Setting up a home as a short-term rental may soon get a little easier in Fayetteville.
The Planning Commission on Monday voted 6-2 to recommend removing a rule that requires owners of short-term rentals to get a permit from the commission before they can begin operating. The City Council will have the final say in the coming weeks.
Operators would still have to get a business license and a safety inspection to operate legally in Fayetteville.
Short-term rentals are categorized as either Type 1 or Type 2.
Type 1 rentals are homes that the owners live in, but sometimes rent out rooms or the entire house to guests when they’re out of town. Permits are not required for Type 1 rentals.
Type 2 rentals are rented all year, and have no owners living in them. Type 2 owners currently have the additional requirement to obtain a conditional use permit from the Planning Commission.
Owners of both types must pay the city’s 2% hotel, motel and restaurant (HMR) tax, and are required to obtain vacation rental or short-term rental insurance coverage. They must also designate a representative who can be at the unit within three hours in case of an emergency. The law also states that no more than 2% of all residential units in Fayetteville can be Type 2 rentals.
The regulations were adopted in April 2021, but owners were given a grace period to come into compliance. Planning Commission meetings have since included 22 permit requests, with 10 featured on Monday’s agenda. More are on the way, however, since a total of 53 applications have been submitted since the grace period ended.
City staff said after working with the new regulations for over 15 months, some adjustments can be made to streamline the approval process.
Britin Bostick, the city’s long-range planner, said the city has so far issued 339 business licenses for short-term rentals, which includes 63 for Type 1 properties and 276 for Type 2. City staff denied a total of 103 applications, but those were because of incomplete business licenses, not problems with owners.
“Those (applications) were not denied because people didn’t have suitable properties,” said Bostick. “They just simply didn’t complete the requirement.”
In total, the city has received five complaints about short-term rentals, only two of which resulted in a violation notice. Both violations were resolved quickly without staff needing to revoke anyone’s business licenses.
Bostick said with so many applicants and so few problems, staff believe any future issues can be resolved using the business license enforcement mechanism, which allows staff to administratively revoke the license of a problematic short-term rental owner.
Under the current permit process, Bostick said complaints and investigations must come back through the Planning Commission which could take weeks to resolve. And those discussions are limited to the property’s compatibility as a short-term rental, not necessarily an owner’s ability to properly manage renters.
═══
**Jobs:**
- a) Condense the paragraph of the short-term rental article that begins "Britin Bostick, the city's long-range planner" into two shorter sentences, keeping its figures.
- b) List every requirement that the short-term rental article says applies to all operators or to owners of both rental types.
- c) Write out the part of the short-term rental article starting with "The Planning Commission on" and going on through "the Planning Commission.".

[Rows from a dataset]
═══
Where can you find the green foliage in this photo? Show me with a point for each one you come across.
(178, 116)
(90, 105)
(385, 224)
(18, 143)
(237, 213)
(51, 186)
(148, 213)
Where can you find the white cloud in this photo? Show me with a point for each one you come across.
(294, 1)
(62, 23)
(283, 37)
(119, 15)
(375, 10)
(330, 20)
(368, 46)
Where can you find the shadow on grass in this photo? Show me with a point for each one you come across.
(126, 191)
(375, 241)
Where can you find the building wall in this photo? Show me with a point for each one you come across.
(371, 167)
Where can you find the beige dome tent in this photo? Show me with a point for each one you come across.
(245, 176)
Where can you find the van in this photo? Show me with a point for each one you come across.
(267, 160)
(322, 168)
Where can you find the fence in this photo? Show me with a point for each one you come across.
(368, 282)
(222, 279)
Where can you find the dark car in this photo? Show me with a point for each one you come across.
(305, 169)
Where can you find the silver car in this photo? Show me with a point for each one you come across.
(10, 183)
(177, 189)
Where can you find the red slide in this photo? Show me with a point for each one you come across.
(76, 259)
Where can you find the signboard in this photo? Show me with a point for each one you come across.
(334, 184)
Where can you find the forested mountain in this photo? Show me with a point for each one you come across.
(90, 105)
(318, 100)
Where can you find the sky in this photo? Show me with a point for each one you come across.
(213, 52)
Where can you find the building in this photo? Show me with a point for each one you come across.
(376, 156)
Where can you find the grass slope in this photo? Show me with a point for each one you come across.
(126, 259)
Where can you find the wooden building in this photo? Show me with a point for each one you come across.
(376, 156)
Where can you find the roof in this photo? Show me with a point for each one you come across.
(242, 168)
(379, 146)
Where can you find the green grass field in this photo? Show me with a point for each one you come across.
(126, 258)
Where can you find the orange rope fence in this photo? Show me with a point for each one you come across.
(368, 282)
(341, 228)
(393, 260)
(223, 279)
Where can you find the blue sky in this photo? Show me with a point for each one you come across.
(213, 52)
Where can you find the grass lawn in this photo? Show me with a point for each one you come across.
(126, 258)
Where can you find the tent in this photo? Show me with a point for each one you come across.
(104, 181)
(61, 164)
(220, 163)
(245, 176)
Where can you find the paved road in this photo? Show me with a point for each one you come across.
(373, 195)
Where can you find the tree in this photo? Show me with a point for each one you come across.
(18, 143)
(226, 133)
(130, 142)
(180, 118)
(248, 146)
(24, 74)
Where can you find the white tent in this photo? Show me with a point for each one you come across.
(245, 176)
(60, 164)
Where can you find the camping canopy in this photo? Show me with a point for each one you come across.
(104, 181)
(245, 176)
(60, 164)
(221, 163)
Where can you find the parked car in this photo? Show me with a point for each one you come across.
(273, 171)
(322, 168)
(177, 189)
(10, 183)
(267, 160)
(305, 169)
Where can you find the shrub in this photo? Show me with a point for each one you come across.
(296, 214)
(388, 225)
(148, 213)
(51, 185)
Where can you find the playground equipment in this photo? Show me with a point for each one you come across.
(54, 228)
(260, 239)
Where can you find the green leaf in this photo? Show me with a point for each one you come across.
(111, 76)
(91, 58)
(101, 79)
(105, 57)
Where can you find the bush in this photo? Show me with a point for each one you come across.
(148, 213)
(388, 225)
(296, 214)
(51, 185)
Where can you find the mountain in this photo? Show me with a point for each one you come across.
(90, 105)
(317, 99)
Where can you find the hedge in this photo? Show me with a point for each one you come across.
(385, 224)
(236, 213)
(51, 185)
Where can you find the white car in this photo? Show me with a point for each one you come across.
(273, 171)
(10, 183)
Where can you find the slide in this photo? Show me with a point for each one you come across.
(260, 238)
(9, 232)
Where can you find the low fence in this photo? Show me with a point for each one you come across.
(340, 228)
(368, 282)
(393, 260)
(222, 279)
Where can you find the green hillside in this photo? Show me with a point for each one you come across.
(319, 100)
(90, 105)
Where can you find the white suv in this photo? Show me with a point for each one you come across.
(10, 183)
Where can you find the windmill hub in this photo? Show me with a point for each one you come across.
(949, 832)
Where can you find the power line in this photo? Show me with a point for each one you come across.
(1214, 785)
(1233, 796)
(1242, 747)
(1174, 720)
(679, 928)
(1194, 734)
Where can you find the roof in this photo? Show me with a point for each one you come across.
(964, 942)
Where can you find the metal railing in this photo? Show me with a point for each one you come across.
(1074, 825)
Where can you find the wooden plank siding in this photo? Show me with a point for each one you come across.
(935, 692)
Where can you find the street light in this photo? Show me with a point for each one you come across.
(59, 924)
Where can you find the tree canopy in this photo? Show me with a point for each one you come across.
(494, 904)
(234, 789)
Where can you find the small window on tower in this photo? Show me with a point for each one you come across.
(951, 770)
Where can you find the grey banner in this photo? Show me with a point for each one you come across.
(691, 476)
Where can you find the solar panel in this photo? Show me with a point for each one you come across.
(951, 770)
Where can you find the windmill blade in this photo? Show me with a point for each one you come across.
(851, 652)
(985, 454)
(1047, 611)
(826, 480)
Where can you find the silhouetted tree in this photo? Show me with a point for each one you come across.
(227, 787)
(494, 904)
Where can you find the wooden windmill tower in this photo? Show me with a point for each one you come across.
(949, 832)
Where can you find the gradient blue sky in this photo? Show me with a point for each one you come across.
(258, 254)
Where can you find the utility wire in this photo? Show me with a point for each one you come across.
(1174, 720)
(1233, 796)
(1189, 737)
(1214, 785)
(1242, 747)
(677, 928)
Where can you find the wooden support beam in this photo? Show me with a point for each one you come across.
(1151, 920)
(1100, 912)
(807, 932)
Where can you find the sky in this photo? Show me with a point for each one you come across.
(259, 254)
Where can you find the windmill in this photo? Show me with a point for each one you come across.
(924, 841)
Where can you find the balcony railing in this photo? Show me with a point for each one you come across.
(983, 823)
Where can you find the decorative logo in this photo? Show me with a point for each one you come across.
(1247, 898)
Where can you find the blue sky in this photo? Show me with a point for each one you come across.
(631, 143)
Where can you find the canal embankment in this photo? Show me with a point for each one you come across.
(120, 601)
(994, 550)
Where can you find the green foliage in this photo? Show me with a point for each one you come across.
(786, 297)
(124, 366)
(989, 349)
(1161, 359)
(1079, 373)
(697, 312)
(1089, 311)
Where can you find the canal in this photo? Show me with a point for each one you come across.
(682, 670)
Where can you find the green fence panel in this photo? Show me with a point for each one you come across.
═══
**Responses to the tasks:**
- a) Britin Bostick, Fayetteville's long-range planner, said the city has issued 339 business licenses for short-term rentals: 63 for Type 1 and 276 for Type 2. Staff denied 103 applications, all because of incomplete business licenses rather than problems with owners.

- b)
- Get a business license
- Pass a safety inspection
- Pay the city's 2% hotel, motel and restaurant (HMR) tax
- Obtain vacation rental or short-term rental insurance coverage
- Designate a representative who can be at the unit within three hours in case of an emergency

- c)
The Planning Commission on Monday voted 6-2 to recommend removing a rule that requires owners of short-term rentals to get a permit from the commission before they can begin operating. The City Council will have the final say in the coming weeks.
Operators would still have to get a business license and a safety inspection to operate legally in Fayetteville.
Short-term rentals are categorized as either Type 1 or Type 2.
Type 1 rentals are homes that the owners live in, but sometimes rent out rooms or the entire house to guests when they’re out of town. Permits are not required for Type 1 rentals.
Type 2 rentals are rented all year, and have no owners living in them. Type 2 owners currently have the additional requirement to obtain a conditional use permit from the Planning Commission.